STUDY MATERIAL =
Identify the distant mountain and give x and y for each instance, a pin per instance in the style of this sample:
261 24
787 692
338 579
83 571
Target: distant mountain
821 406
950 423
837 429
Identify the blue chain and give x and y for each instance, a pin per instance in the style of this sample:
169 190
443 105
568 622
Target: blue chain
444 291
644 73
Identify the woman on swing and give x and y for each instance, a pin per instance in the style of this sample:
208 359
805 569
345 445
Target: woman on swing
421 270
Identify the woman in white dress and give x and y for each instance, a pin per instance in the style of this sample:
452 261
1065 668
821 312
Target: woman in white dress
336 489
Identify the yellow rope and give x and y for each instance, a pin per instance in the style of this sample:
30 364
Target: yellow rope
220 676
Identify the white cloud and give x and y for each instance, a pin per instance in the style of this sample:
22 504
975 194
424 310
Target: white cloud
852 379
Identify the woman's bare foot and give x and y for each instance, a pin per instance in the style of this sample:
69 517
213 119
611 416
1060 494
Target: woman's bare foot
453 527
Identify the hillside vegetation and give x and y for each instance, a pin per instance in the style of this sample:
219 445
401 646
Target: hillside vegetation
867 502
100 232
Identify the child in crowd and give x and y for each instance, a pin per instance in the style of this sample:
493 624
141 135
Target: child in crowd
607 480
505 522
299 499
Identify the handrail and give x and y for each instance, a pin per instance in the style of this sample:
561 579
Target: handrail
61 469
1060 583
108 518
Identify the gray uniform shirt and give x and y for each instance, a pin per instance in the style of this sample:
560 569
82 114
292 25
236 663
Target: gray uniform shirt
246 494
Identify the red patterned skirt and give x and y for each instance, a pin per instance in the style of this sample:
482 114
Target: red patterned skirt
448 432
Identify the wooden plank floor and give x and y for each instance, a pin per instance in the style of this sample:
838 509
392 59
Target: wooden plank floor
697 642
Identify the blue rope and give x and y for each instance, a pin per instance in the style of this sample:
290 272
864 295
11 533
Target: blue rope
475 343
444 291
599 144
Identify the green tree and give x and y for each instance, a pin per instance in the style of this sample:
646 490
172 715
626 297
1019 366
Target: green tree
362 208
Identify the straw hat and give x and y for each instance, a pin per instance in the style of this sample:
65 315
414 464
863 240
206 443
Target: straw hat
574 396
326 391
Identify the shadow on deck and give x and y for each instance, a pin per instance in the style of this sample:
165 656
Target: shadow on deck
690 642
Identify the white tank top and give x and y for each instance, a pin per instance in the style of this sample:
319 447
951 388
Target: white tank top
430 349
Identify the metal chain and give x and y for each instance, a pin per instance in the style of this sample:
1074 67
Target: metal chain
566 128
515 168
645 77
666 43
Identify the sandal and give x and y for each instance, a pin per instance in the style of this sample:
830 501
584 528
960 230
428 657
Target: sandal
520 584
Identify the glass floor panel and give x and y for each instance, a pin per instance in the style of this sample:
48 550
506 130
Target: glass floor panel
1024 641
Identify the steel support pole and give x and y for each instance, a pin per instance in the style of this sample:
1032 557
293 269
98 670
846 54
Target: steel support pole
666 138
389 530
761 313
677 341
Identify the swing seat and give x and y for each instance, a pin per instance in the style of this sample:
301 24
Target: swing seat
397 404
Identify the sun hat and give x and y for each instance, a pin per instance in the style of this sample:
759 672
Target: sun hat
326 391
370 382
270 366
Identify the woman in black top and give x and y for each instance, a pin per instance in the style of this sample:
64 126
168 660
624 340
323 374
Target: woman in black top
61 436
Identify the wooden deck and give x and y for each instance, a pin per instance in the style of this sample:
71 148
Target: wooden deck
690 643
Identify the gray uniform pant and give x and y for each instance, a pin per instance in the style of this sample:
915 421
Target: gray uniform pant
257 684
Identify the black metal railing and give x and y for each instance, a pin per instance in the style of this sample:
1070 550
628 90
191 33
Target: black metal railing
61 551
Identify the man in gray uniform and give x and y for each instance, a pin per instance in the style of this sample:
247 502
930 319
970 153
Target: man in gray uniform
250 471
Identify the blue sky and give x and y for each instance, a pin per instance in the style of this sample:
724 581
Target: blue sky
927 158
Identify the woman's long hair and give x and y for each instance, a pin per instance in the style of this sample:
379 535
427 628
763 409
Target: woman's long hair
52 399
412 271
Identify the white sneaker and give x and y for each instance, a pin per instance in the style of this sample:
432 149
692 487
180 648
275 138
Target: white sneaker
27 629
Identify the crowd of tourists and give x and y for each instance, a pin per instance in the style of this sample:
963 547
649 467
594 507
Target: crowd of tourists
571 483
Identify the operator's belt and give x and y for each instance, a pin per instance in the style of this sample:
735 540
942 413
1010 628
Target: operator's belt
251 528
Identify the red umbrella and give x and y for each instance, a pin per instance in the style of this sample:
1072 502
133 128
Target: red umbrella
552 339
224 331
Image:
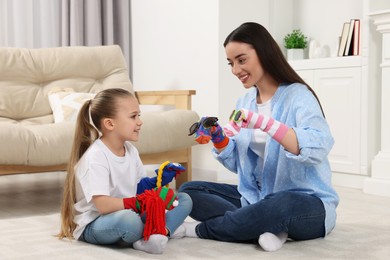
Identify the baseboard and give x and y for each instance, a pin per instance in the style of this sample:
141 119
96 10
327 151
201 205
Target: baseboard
348 180
377 187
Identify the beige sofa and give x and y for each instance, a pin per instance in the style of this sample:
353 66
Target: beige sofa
32 141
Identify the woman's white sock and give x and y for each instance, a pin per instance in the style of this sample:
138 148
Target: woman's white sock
271 242
154 245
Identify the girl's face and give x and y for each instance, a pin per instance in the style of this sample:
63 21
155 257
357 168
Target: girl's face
244 63
127 121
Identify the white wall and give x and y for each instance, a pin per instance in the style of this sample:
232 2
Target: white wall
178 45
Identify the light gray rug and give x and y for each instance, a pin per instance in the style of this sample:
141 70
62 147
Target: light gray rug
362 232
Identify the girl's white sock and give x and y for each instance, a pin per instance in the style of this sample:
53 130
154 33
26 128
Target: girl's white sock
180 232
271 242
155 245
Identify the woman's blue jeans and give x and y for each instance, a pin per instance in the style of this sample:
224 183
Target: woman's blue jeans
223 218
127 226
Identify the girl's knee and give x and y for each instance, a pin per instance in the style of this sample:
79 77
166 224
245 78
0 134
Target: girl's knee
128 220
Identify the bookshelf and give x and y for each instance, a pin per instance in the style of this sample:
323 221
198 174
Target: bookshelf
348 86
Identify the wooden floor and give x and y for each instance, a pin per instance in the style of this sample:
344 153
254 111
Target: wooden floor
26 195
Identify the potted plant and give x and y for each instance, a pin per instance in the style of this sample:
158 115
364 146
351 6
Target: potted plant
295 42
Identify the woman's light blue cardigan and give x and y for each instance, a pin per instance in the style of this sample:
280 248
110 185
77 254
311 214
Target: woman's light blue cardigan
308 172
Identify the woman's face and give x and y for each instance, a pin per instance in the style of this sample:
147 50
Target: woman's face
244 63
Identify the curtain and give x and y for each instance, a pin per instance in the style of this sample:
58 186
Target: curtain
52 23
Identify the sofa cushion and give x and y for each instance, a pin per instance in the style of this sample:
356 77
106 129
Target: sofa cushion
28 75
66 103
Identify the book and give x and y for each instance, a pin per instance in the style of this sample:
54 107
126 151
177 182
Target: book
343 38
356 38
348 50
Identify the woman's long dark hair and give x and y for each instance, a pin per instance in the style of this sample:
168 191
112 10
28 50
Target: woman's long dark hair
270 56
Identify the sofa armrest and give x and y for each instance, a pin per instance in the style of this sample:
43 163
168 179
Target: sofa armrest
180 99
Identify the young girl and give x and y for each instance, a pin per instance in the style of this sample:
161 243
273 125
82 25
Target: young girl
278 145
105 174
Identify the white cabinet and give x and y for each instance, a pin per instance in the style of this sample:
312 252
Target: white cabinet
339 90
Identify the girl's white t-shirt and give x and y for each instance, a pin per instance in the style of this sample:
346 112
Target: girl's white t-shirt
100 172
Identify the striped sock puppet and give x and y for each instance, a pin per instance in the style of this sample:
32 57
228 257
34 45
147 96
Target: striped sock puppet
244 118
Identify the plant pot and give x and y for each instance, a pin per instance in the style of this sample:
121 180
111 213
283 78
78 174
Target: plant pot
295 54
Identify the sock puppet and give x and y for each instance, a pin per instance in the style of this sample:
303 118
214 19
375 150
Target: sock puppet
207 129
244 118
152 203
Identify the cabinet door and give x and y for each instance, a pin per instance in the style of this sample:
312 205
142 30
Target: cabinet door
339 91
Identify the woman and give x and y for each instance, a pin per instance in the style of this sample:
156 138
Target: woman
278 145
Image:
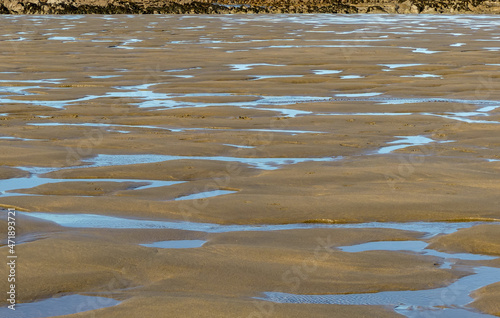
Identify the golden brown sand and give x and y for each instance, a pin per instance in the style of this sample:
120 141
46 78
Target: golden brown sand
447 180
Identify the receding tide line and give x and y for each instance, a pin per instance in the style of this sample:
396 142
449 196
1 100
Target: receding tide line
65 305
449 301
113 222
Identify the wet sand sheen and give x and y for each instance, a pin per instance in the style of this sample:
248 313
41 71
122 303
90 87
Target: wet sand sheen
263 162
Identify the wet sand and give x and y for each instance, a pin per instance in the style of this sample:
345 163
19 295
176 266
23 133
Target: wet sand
312 120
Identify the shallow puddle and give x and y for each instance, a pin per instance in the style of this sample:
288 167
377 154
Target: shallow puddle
449 301
408 141
258 163
430 229
65 305
9 186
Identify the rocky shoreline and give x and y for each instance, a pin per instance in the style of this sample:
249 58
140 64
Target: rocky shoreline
249 6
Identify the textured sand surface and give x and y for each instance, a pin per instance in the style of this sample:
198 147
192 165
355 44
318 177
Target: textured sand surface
219 94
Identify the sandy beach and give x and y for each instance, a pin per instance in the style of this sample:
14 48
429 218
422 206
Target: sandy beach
275 140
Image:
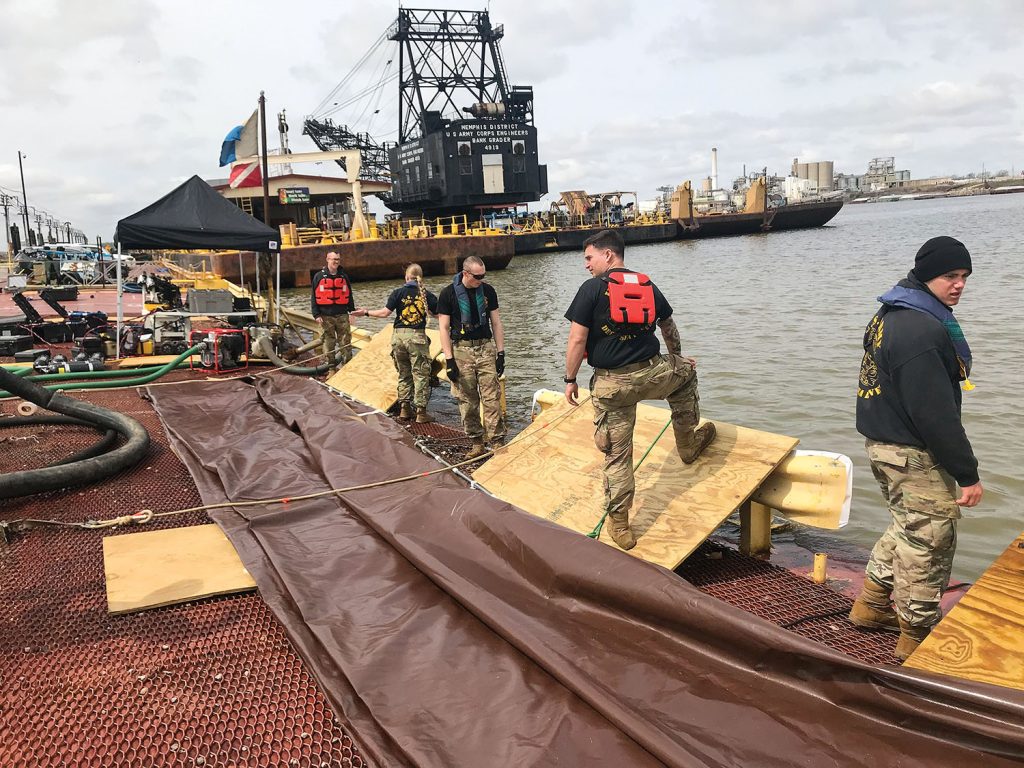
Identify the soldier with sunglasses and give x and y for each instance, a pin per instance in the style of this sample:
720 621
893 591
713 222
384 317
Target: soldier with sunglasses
473 341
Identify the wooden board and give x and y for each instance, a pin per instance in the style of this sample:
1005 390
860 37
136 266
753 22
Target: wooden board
175 565
370 377
553 470
982 638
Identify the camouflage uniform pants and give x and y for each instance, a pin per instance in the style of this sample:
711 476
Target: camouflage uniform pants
914 555
478 388
615 394
337 335
411 352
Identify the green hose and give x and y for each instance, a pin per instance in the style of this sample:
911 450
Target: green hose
138 381
600 523
22 371
114 374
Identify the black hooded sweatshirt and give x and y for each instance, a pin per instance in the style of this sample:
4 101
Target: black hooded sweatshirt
909 390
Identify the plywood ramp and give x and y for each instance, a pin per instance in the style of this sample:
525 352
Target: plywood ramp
370 377
553 470
981 638
175 565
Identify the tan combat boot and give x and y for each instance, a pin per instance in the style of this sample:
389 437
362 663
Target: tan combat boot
702 437
910 637
873 609
619 529
476 450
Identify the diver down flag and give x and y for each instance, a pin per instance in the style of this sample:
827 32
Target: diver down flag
241 141
245 174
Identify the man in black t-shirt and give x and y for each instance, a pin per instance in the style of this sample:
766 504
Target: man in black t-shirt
332 302
473 341
612 318
410 345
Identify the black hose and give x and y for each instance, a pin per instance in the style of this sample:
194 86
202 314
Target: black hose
266 348
84 471
98 448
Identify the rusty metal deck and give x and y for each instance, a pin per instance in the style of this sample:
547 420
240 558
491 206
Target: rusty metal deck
216 682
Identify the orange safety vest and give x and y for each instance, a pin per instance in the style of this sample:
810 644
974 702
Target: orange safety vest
631 299
332 291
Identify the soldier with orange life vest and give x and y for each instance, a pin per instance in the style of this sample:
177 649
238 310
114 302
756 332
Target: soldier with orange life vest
332 304
612 317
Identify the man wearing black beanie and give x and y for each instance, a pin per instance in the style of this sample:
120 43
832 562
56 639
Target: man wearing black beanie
908 408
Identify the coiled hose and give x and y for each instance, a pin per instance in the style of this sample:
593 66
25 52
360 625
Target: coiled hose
100 446
266 349
79 472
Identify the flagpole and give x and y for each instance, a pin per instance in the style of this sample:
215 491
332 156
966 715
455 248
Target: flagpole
121 290
266 200
266 180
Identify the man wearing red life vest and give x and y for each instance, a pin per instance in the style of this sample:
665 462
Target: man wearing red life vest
612 317
332 302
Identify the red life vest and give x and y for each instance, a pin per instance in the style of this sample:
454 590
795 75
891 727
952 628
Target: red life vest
631 299
333 290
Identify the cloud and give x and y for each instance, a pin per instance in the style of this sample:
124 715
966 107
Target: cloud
626 96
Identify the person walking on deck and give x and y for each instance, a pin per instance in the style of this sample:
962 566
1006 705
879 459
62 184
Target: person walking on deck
612 318
908 409
410 345
473 341
332 303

TASK STATEMENT =
This exercise calls for the line containing "Target: red life vest" and each line after it in the records, copied exactly.

WRITTEN SOLUTION =
Target: red life vest
631 299
333 290
Identify the cloud and give x and y for each instance, a pin per instance in the style of this sample:
124 715
966 107
Target: cloud
626 96
Identify the person walking on deck and give x and y for each instance, a pin per instance in the style of this sample:
962 566
1006 705
879 459
62 184
Target: person walking on deck
612 318
908 409
410 345
473 341
332 303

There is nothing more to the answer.